• [Task prompt] Please write out again every line of the material, not only the answers, starting with the line containing "Scouting task: drop one point on every instance of the groomed" and going on through the line containing "194), (253, 204)]". Shift each coordinate in the answers up by 74 and leave every other number as it stands.

• [Given entries]
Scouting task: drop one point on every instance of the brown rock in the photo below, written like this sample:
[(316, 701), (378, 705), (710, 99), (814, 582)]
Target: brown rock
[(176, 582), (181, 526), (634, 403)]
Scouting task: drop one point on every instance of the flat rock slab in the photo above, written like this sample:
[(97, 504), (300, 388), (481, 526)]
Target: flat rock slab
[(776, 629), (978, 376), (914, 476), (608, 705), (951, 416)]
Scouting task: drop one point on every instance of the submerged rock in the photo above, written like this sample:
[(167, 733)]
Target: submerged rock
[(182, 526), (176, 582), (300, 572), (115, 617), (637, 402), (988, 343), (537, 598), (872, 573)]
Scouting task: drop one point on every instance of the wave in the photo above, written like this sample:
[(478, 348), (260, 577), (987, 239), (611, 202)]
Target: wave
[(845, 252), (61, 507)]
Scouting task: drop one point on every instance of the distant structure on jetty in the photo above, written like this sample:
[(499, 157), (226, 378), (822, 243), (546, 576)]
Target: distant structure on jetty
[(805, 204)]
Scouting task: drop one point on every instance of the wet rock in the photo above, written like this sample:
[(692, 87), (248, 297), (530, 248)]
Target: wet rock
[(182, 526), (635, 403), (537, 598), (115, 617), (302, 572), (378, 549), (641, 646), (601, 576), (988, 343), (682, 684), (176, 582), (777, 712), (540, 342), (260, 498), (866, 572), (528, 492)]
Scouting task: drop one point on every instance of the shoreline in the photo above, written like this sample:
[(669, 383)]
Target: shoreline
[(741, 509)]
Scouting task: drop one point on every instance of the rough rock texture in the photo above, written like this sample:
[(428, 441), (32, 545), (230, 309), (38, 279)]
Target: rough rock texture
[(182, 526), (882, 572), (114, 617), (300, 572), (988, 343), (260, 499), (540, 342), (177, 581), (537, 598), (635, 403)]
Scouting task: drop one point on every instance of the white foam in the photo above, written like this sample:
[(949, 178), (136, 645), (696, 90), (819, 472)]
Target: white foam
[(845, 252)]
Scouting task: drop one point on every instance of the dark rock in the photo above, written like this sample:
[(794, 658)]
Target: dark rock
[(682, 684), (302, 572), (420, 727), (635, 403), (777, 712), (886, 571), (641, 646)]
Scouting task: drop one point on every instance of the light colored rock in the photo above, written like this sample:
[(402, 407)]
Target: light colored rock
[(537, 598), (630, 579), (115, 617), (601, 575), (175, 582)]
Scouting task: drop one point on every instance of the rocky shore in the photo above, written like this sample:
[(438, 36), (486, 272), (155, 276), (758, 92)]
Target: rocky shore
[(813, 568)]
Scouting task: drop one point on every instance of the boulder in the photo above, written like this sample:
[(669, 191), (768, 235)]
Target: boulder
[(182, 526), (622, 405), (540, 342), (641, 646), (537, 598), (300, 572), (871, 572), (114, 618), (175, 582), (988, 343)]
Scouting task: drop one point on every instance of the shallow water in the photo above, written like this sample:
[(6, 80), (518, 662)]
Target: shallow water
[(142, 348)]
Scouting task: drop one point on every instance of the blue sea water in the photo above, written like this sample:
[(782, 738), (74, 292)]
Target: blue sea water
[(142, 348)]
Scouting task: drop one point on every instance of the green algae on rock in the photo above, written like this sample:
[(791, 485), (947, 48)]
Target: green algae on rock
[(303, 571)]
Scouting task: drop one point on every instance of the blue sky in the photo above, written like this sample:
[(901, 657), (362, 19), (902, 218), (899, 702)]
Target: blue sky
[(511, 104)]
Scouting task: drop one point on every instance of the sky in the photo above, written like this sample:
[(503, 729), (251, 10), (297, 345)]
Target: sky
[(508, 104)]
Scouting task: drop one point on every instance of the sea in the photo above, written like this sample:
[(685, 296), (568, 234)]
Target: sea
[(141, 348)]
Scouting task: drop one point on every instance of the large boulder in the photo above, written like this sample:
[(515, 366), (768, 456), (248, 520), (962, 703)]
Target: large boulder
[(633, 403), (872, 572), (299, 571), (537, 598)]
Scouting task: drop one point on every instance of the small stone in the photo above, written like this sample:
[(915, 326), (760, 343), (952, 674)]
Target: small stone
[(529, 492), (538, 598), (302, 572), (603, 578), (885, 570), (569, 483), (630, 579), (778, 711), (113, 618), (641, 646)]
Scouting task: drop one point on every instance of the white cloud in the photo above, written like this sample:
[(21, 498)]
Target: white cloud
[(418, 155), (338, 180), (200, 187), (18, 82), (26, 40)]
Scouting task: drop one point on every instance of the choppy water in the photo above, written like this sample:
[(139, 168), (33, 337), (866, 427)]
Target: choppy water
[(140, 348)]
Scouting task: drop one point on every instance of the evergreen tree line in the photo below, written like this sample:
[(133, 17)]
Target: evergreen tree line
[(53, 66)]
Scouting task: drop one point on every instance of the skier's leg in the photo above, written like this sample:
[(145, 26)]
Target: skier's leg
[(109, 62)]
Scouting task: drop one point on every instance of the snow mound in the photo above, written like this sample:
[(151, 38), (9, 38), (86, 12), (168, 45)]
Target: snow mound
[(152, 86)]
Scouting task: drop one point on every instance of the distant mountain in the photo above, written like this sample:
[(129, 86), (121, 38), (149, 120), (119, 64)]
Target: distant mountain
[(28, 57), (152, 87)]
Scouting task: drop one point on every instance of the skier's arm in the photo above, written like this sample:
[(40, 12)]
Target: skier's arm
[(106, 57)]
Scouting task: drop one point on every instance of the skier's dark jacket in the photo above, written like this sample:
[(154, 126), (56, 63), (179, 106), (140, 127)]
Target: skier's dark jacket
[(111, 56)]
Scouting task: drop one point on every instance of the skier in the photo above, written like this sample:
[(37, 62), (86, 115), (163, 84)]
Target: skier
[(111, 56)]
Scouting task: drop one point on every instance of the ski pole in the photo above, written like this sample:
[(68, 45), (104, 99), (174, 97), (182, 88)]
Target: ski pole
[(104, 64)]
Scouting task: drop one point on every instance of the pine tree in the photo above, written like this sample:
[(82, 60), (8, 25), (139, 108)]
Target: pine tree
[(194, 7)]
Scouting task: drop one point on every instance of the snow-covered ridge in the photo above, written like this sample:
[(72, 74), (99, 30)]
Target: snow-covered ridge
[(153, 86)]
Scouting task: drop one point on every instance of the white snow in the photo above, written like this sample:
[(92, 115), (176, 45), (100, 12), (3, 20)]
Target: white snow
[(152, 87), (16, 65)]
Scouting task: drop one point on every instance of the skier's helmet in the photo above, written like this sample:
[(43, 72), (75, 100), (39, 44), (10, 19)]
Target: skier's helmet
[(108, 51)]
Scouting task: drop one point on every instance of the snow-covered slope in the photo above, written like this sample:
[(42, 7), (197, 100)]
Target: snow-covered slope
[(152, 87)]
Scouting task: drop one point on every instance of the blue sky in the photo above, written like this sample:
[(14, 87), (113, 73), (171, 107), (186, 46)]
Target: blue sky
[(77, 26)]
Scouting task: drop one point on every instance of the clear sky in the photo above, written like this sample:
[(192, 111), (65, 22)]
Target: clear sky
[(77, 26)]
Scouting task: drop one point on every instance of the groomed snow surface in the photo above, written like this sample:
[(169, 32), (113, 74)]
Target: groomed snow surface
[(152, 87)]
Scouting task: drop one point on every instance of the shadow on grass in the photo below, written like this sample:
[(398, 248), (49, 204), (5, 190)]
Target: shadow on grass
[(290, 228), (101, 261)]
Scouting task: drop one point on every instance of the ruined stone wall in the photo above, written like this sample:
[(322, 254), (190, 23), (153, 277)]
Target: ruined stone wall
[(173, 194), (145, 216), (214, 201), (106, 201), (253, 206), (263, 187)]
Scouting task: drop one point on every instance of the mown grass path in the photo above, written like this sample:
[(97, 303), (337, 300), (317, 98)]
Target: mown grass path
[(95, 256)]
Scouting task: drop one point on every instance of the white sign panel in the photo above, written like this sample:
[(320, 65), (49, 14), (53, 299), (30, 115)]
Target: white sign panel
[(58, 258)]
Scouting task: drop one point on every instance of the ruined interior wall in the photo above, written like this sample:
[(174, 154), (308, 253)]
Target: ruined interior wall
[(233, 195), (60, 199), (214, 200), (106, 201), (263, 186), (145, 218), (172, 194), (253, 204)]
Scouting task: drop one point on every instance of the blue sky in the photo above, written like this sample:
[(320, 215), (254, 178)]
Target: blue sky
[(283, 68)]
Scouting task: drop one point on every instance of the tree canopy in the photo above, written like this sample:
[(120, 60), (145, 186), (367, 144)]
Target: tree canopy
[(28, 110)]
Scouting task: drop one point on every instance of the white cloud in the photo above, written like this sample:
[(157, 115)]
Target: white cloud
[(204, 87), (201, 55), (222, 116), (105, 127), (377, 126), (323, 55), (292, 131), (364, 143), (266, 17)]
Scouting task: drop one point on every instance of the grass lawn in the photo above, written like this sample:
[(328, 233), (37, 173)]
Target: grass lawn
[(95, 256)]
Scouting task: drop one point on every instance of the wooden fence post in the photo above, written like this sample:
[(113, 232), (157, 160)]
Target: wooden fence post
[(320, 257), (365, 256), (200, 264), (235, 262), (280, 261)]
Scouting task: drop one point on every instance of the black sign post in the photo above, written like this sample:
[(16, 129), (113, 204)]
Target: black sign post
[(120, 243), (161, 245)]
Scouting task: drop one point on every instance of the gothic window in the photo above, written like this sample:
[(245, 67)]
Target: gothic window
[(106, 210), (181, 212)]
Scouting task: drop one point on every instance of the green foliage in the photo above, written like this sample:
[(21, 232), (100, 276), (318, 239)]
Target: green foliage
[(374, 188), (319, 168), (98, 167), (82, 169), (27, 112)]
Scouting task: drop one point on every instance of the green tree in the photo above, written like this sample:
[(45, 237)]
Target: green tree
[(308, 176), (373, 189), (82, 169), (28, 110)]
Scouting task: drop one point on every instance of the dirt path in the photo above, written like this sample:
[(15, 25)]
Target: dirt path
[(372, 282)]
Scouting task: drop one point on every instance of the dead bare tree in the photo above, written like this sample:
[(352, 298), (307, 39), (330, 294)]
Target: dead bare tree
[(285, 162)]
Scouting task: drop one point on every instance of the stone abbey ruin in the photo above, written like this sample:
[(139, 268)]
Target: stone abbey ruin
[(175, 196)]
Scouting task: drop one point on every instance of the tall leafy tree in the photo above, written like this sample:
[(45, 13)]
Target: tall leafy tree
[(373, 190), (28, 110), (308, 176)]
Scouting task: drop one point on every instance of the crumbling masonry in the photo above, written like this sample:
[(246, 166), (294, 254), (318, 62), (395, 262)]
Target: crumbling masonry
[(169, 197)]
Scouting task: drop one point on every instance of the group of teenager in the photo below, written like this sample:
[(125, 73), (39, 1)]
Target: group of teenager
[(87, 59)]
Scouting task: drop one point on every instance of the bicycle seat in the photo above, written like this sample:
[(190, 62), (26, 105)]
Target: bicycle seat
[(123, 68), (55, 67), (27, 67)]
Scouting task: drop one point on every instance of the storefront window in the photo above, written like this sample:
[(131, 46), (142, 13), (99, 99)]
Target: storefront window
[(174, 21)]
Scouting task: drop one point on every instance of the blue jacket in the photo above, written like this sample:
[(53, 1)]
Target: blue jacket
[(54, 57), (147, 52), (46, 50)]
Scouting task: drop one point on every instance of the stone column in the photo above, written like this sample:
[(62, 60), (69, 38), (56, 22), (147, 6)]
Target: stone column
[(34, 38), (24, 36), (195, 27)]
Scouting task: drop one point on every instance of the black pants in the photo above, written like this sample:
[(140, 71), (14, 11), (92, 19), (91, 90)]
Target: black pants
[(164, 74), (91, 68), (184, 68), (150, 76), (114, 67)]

• [Correct answer]
Scouting task: drop one point on every instance of the groomed snow surface in the photo above, written like this sample:
[(169, 32), (113, 74)]
Target: groomed snow surface
[(226, 161)]
Scouting task: drop one point on every instance of the shadow on grass in the photo below, written like this sample:
[(398, 248), (49, 204), (5, 190)]
Target: shadow on grass
[(364, 302), (175, 335)]
Scouting task: drop one point on every instance of the ruined stone wall in the photo above, written like this sample:
[(322, 254), (190, 23), (153, 277)]
Target: ruined stone wall
[(247, 268), (219, 290), (288, 275), (180, 275), (327, 280), (337, 261)]
Scouting task: drop one point on every instance of the mown grass path in the photo above, written like this sample:
[(97, 303), (337, 300), (317, 98)]
Target: mown grass path
[(169, 330)]
Scouting task: drop one point on every instance of the white sign panel in the photo above, written like this sample:
[(320, 65), (49, 14), (53, 299), (30, 115)]
Target: white sign panel
[(132, 332)]
Scouting task: drop one point on every instance of the ruined interior wall in the photo above, written like this sample:
[(174, 154), (308, 253)]
Target: ruined interior wall
[(307, 269), (134, 273), (288, 274), (180, 275), (337, 260), (219, 292), (246, 268), (327, 278)]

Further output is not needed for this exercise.